■ Task prompt:
Determine how many lines of the data below contain the string "sculpted", treating uppercase and lowercase letters as different. Reply with the number alone.

Collected data entries
##########

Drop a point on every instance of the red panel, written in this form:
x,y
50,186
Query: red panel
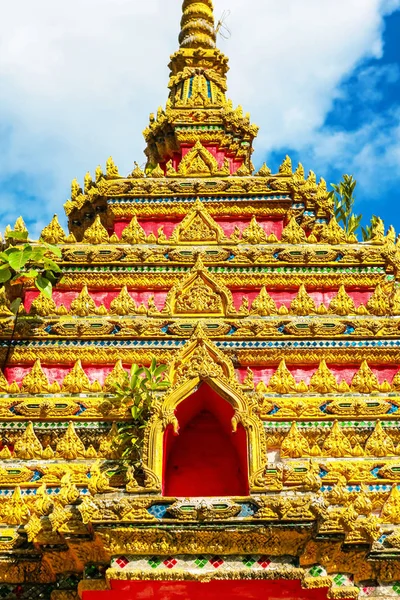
x,y
100,297
279,296
206,458
193,590
287,296
305,372
228,225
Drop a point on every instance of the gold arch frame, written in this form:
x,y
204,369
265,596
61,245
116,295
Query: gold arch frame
x,y
201,362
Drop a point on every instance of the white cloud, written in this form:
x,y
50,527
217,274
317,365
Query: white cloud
x,y
78,79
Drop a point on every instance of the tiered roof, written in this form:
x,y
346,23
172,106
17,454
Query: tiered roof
x,y
238,280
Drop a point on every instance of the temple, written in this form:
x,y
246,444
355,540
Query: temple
x,y
271,465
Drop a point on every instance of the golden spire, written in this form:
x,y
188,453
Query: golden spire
x,y
197,25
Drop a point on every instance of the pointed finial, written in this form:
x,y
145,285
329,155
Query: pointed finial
x,y
197,25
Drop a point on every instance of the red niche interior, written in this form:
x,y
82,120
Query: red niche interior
x,y
206,458
193,590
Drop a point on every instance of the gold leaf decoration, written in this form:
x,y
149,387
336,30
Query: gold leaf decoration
x,y
379,443
263,305
112,169
123,304
108,447
378,304
303,304
96,233
295,445
4,304
43,306
3,383
336,444
53,233
342,304
254,233
323,380
293,233
391,509
286,167
264,171
28,446
83,305
364,381
15,511
333,233
134,233
70,445
35,382
282,381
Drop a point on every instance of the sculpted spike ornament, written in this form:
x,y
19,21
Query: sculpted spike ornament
x,y
53,233
28,446
70,445
303,304
378,304
379,443
4,305
294,445
333,233
282,381
134,233
96,233
323,381
197,25
197,226
264,305
286,167
342,304
43,306
3,383
364,381
123,304
16,511
83,305
117,375
321,481
76,381
254,233
20,226
336,444
293,233
35,382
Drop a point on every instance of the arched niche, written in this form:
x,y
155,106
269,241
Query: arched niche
x,y
206,458
249,427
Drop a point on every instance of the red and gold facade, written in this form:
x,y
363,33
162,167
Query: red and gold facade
x,y
272,464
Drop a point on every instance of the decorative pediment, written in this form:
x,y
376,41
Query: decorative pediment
x,y
200,358
199,294
198,162
197,227
201,362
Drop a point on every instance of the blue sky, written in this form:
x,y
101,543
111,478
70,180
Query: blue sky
x,y
365,115
77,82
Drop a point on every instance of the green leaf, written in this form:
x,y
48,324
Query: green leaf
x,y
160,370
54,249
32,274
38,254
15,304
44,286
50,265
5,275
17,235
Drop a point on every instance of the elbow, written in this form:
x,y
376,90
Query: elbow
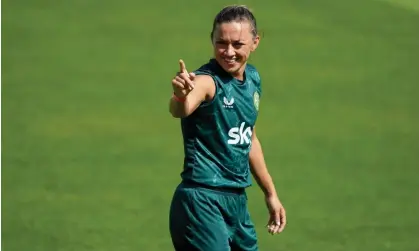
x,y
178,114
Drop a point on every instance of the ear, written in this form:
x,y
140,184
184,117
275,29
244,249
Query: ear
x,y
255,44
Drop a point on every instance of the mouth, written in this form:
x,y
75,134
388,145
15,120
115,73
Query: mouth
x,y
230,61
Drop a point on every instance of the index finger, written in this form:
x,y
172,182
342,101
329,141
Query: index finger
x,y
182,66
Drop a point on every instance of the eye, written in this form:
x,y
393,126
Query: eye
x,y
238,45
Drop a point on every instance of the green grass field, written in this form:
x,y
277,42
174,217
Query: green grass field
x,y
91,155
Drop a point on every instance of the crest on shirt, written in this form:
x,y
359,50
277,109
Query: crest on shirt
x,y
256,100
228,103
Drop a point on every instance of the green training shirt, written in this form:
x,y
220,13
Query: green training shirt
x,y
217,135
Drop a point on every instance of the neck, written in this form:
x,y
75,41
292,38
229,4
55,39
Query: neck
x,y
240,73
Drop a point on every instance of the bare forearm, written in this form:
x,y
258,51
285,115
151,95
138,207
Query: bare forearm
x,y
259,169
178,109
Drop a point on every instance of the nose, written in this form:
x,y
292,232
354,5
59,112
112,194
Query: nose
x,y
230,51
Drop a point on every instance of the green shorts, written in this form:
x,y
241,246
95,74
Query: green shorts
x,y
207,219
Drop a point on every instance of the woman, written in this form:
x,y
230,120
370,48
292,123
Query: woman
x,y
218,105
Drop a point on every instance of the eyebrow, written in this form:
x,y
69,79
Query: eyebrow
x,y
234,41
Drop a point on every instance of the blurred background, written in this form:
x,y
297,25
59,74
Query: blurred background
x,y
91,155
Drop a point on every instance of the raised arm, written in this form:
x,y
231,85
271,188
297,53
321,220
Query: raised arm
x,y
189,91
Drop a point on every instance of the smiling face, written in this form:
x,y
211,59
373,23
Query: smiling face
x,y
233,43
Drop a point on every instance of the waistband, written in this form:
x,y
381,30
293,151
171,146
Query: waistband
x,y
230,190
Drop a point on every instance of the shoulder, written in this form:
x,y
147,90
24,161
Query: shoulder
x,y
253,74
208,68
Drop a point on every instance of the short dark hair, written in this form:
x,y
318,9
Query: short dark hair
x,y
235,13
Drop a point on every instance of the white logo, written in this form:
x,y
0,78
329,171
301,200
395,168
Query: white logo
x,y
228,104
239,135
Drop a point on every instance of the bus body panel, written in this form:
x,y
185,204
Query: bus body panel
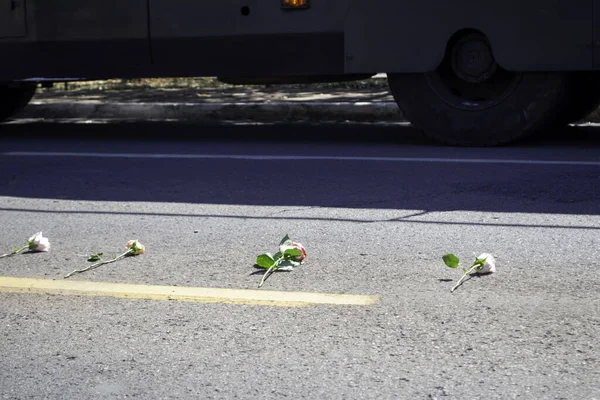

##########

■ Finished task:
2